BRANO ESTRATTO:
SPUNTI PER RICOMINCIARE A DESIDERARE: RIVEDIAMO L’ESERCIZIO DEI 101 DESIDERI

da | Dic 10, 2020 | Blog, Crescita personale

La dimensione del desiderio, in tutte le sue sfaccettature, rappresenta la nostra linfa vitale perché ci permette di sentirci vivi, di sognare, di motivarci. La vita però può averci portato a sentire che alcuni nostri desideri fossero sbagliati perché poco realistici, irrealizzabili, infantili. Ci potremmo essere convinti che desiderare fosse qualcosa di sconveniente, che porta inevitabilmente alla frustrazione, una perdita di tempo. Meglio quindi restare con i piedi per terra e concentrarci sui nostri doveri senza lasciare che la mente vaghi in strane fantasticherie. Niente di più sbagliato! È vero, non tutto ciò che desideriamo si tradurrà per forza in realtà, ma perché privarci di una cosa così bella e piacevole come dare libero sfogo a ciò sentiamo? Potremmo anche stupire noi stessi e renderci conto che certe volte desiderare è piacevole solo per il fatto di concedersi di poterlo fare e che spesso, tanti di quei desideri che consideriamo slegati dalla realtà, in qualche modo invece potrebbero realizzarsi.

L’idea di trattare questo tema mi è venuta da un articolo che io stessa ho scritto ormai quattro anni fa. Ultimamente sto cercando di approfondire gli aspetti più “tecnici” della gestione di un sito e dei suoi contenuti per poter usare questo strumento al meglio. Mi è capitato quindi di andare a vedere quali fossero i miei articoli più letti e di conseguenza gli argomenti che sono interessati di più a chi mi legge. L’articolo che ha ricevuto più clic è proprio l’articolo sull’esercizio dei 101 desideri di Igor Sibaldi.

RISPONDI ALLE DOMANDE:
1 > Secondo il brano sul desiderio, quale articolo ha ricevuto più clic?
2 > Scrivi il seguito del brano sul desiderio.

DATI FORNITI:
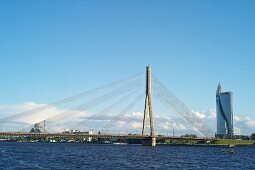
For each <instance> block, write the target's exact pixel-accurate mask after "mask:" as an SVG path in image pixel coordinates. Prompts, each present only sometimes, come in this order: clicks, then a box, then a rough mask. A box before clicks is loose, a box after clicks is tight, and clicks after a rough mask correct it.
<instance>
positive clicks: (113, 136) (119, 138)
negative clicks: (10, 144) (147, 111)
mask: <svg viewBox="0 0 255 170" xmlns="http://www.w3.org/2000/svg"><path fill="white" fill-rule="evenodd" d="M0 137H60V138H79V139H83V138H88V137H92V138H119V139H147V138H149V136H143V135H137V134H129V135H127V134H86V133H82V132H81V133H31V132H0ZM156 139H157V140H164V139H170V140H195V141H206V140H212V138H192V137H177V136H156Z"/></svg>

...

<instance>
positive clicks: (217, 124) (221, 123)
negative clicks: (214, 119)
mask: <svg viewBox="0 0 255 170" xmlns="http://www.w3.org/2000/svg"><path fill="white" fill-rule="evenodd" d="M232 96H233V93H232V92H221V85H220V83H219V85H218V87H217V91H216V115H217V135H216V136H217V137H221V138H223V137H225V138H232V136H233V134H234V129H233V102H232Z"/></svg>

...

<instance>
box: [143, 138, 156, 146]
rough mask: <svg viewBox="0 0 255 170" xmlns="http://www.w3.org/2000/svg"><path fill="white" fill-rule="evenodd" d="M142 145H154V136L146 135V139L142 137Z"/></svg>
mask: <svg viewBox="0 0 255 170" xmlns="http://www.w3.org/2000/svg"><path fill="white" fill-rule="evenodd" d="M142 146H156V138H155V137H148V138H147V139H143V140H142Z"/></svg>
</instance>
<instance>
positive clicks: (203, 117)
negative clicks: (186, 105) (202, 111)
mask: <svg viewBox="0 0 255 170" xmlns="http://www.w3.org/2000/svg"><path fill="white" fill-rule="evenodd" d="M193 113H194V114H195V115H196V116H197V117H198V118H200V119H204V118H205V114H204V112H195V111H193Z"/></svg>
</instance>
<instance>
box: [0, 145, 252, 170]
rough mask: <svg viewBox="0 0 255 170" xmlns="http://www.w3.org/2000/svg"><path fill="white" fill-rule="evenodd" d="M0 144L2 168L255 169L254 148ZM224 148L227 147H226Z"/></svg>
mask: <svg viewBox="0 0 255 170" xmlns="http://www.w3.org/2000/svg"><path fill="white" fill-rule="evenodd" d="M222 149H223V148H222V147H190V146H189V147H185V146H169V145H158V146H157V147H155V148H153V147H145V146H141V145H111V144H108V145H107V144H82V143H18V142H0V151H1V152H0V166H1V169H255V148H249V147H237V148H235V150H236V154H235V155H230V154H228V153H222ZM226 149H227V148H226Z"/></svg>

SOLUZIONI:
1 > L'articolo sull'esercizio dei 101 desideri di Igor Sibaldi.

2 >
Da un lato quest’informazione mi ha stupito, dall’altro mi ha dato lo stimolo per rileggermi e vedere a distanza di tempo come si siano evolute le mie riflessioni. La fine dell’anno porta inevitabilmente con sé pensieri legati a come si è vissuto quest’arco di tempo in termini di successi ed insuccessi, emozioni e sentimenti provati, prove che abbiamo dovuto affrontare, cambiamenti più o meno radicali. Oggi più che mai credo che questo sentire sia amplificato perché è stato un anno diverso da tutti gli altri, che è volato eppure ci ha portato a vivere giorni lenti ed interminabili, colmi di paure di incertezza. Ci ha permesso però di dedicarci a noi stessi, di rivalutare il tempo che doniamo a ciò che amiamo e a chi amiamo. Il bilancio quest’anno si fa sentire più che mai. Come poterlo riconnettere alla nostra dimensione del desiderio?

Nonostante tutte le limitazioni e le incertezze c’è pur sempre uno spazio per desiderare e spetta a noi coltivarlo.

A questo proposito credo che l’esercizio dei 101 desideri possa fare proprio al caso nostro. Se non siamo noi i primi a chiederci cosa desideriamo chi dovrebbe farlo?  Quante volte ci chiediamo cosa veramente vogliamo e quante invece andiamo avanti per inerzia, perché dobbiamo farlo, e non mettiamo mai nulla in discussione? 101 desideri sono davvero tanti ed io stessa non se riuscirei ad arrivare a scriverli tutti (anzi nella brutta copia bisogna scriverne addirittura 150), ma rappresenta un momento che dedichiamo a noi stessi e questo basta di per sé indipendentemente dalla “performance”.

Prediamoci quindi un momento per noi, apriamo finalmente quel quaderno o quell’agendina che abbiamo comprato perché ci piaceva ma che non abbiamo mai avuto il coraggio di usare per paura di rovinarli, ed iniziamo a scrivere. Le regole nel mettere su carta i nostri desideri sono essenzialmente dieci e sono riportate nell’articolo a cui faccio riferimento e che puoi leggere cliccando qui: “Spunti per l’inizio di un nuovo anno: l’esercizio dei 101 desideri”.

Vedendo i propri desideri nero su bianco potremmo renderci conto che alcuni non sono così importanti come credevamo mentre altri magari non siamo mai riusciti ad esplicitarli perché li consideravamo di poco valore o sciocchi e quindi non li avevamo mai ammessi prima neanche a noi stessi. L’invito è quello di sperimentarsi senza giudicarsi.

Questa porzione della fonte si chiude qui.